WHAT IS REQUIRED
Rewrite the part that opens with the line containing "the sky, which" and closes with the line containing "x=263, y=63", replacing "beige" with "gray" and leaving everything else unchanged.

Point labeling items
= = =

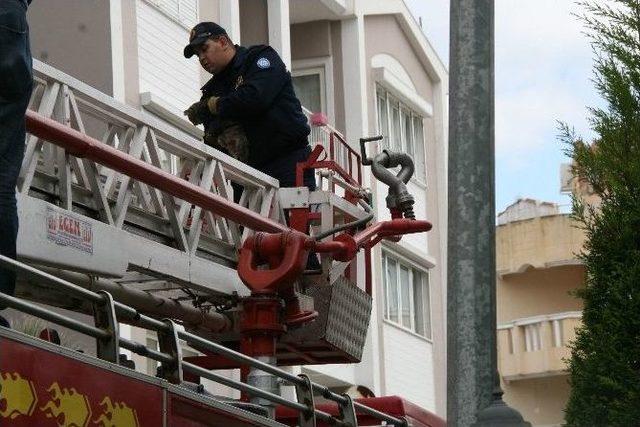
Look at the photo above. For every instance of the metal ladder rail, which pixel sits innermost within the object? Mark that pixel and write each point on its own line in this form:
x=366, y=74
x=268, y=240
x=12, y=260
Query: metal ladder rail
x=106, y=333
x=82, y=186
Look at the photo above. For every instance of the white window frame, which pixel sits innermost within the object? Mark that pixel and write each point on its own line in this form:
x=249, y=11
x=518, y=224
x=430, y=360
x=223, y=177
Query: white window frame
x=187, y=24
x=382, y=92
x=324, y=67
x=412, y=267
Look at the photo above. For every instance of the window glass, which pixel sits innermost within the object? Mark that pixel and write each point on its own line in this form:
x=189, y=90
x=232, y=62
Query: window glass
x=309, y=91
x=407, y=133
x=383, y=119
x=385, y=287
x=405, y=297
x=419, y=149
x=396, y=130
x=183, y=11
x=418, y=305
x=402, y=130
x=392, y=289
x=406, y=291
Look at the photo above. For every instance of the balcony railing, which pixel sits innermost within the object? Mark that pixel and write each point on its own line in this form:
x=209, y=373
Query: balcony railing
x=536, y=346
x=335, y=145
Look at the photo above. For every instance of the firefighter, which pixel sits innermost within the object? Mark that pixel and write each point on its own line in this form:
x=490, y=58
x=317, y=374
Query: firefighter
x=16, y=83
x=249, y=108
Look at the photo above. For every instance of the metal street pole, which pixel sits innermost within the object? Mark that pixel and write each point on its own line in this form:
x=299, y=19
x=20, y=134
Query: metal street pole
x=473, y=398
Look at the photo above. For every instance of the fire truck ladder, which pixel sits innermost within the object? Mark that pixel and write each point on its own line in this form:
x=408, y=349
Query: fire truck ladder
x=108, y=313
x=115, y=200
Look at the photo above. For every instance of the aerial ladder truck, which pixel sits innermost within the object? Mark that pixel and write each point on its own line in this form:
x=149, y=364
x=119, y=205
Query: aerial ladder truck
x=132, y=221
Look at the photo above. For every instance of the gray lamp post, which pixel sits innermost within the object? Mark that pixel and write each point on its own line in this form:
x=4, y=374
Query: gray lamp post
x=474, y=396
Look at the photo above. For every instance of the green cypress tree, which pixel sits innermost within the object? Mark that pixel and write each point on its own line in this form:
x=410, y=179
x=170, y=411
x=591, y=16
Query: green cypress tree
x=605, y=357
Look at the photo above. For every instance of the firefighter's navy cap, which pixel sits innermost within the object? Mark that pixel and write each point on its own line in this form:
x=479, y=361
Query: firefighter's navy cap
x=199, y=34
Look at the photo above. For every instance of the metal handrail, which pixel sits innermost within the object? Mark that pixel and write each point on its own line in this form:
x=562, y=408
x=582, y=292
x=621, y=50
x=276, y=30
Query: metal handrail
x=159, y=326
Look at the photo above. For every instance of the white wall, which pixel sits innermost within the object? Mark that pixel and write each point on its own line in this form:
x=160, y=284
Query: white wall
x=408, y=367
x=164, y=71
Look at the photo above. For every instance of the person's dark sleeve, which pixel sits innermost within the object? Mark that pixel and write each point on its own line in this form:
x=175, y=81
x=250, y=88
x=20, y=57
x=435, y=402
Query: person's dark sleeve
x=15, y=62
x=260, y=87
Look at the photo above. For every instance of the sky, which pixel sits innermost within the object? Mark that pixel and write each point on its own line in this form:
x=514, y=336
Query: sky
x=543, y=72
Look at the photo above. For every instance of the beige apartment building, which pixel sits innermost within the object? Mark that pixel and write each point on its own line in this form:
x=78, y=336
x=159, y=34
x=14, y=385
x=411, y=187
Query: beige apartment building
x=537, y=270
x=365, y=64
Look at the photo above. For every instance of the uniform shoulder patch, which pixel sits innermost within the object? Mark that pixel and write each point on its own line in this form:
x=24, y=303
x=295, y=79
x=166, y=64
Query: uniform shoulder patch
x=263, y=63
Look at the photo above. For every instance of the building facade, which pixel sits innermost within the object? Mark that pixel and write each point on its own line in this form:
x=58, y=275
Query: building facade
x=368, y=67
x=537, y=313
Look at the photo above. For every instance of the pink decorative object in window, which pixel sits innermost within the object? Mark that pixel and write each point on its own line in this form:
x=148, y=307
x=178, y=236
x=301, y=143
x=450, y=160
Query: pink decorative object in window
x=319, y=119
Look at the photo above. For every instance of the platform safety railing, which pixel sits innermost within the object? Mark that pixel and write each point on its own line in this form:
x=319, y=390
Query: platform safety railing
x=108, y=314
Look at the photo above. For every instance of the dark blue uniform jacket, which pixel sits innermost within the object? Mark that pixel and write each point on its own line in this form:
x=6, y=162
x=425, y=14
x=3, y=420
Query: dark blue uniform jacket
x=256, y=90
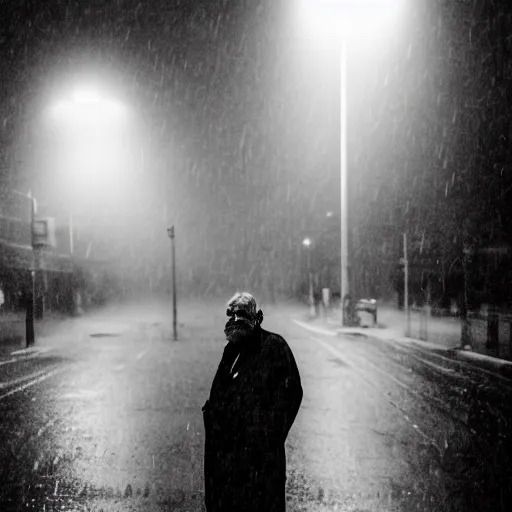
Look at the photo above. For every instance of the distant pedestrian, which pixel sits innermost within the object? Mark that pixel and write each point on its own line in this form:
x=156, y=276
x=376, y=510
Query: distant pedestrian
x=254, y=399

= = =

OUTPUT OF THE TASK
Look at the photo above. For every instance of the sky, which pixel sits innermost within the object? Mark that pixel and write each point on its own line in this form:
x=514, y=336
Query: sky
x=543, y=72
Look at the photo above. For every instance of the gray apartment building, which pixel sits innermost within the object? Mark that pixel and write each point on its own line in this form:
x=78, y=336
x=159, y=34
x=14, y=385
x=411, y=187
Query: gray apartment building
x=537, y=270
x=365, y=64
Look at the photo above. For every instance of the uniform shoulder patch, which pixel sits innermost within the object? Mark that pixel and write each point on its own line in this form:
x=24, y=303
x=295, y=79
x=166, y=64
Query: uniform shoulder patch
x=263, y=63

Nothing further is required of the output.